::: TEXT PROVIDED

In an attempt to get as close as possible to individual informers, Chapter 4 contains distillations of four informer files and forms the heart of the book.  Six informers were chosen – Věra, Vašek, Lily, Goldfus, Volný, and Soukup. The StB records of these informers were translated and recounted in great detail. According to the authors, ‘[e]ach file-story showcases a cocktail of (e)motions that pulled informers towards and pushed informers away from the StB and vivifies how these sentiments morphed over time’ (at p. 230).

Whereas one would expect that the authors might only summarise the lives of the informers and provide mere outlines of their lives, the authors go far beyond this. They describe informers’ lives in near-excruciating detail.  The material makes for interesting reading – at times surprising and amusing, other times fascinating and occasionally tedious and downright boring. But herein lies the magic of the book. Since these files have been opened to the public, anyone over the age of 18 has the opportunity to access them. The experience of reading Chapter 4 mirrors the experience of a reader who has requested access to such files. This experience is often awkward, uncomfortable and downright voyeuristic.

The authors engage closely with the role of emotions. Although the authors acknowledge that emotions ‘represent something beyond themselves’, they do not make enough of the un-definability of emotion and all that flows from that un-definability. Ironically, in attempting to over-define emotions, the authors somehow miss the essential fact that emotion defies definition. Their focus on emotion is however powerful in the sections where they analyse the motives of individual informers one reads about in chapter 4. The authors zoom into four emotions that motivate informers: fear, resentment, desire, and allegiance.

Informers Up Close stands out as the most interesting book to have appeared in the broad field of transitional justice in many years. It is interesting not only for its novelty and ambition, but also for introducing and opening up entirely new fields of study. Many of the sub-topics, including the impact of emotion, lustration and architectural transitional justice, warrant separate research projects and publications. Innovatively, the book is accompanied by an educational website that can aid and facilitate teaching on the topic.

::::::
::: SUPPLIED MATERIAL

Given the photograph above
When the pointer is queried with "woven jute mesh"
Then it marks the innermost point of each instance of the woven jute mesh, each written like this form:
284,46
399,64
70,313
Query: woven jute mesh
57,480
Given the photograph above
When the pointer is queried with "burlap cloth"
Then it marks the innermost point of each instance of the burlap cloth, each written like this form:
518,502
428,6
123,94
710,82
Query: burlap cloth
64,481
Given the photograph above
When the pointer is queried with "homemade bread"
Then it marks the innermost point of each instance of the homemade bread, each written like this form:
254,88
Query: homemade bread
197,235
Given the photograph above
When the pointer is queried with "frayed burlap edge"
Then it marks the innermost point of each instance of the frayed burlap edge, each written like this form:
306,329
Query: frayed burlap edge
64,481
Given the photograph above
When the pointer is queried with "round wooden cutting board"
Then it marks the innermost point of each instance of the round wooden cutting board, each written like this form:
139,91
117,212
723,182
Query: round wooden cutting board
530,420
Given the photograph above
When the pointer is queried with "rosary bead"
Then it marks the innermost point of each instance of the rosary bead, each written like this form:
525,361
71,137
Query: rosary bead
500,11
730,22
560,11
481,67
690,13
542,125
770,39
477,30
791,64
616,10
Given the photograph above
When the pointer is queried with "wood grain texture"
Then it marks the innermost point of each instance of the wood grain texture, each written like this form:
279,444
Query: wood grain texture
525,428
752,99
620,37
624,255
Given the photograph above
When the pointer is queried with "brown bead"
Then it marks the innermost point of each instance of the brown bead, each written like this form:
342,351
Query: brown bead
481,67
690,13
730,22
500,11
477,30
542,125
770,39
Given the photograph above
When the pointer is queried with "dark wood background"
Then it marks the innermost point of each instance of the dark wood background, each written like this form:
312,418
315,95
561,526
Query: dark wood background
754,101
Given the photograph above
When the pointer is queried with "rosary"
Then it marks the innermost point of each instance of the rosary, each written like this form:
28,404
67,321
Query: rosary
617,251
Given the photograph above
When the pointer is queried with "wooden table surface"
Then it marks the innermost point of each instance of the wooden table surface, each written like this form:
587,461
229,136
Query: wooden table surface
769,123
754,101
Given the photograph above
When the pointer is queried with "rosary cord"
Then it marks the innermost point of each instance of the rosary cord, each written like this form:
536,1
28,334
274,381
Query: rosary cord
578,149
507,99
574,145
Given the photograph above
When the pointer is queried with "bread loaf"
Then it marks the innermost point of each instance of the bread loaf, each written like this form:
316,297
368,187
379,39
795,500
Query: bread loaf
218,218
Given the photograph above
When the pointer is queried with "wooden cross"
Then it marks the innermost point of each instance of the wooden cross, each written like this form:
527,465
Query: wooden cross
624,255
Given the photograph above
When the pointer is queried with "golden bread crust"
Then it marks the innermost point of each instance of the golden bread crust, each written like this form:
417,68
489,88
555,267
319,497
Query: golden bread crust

::::::

WHAT TO WORK ON. Please quote the stretch of the book review above that opens with the words containing "Whereas one would" and closes with "and downright voyeuristic.", copying it word for word.

ANSWER SPACE.
Whereas one would expect that the authors might only summarise the lives of the informers and provide mere outlines of their lives, the authors go far beyond this. They describe informers’ lives in near-excruciating detail.  The material makes for interesting reading – at times surprising and amusing, other times fascinating and occasionally tedious and downright boring. But herein lies the magic of the book. Since these files have been opened to the public, anyone over the age of 18 has the opportunity to access them. The experience of reading Chapter 4 mirrors the experience of a reader who has requested access to such files. This experience is often awkward, uncomfortable and downright voyeuristic.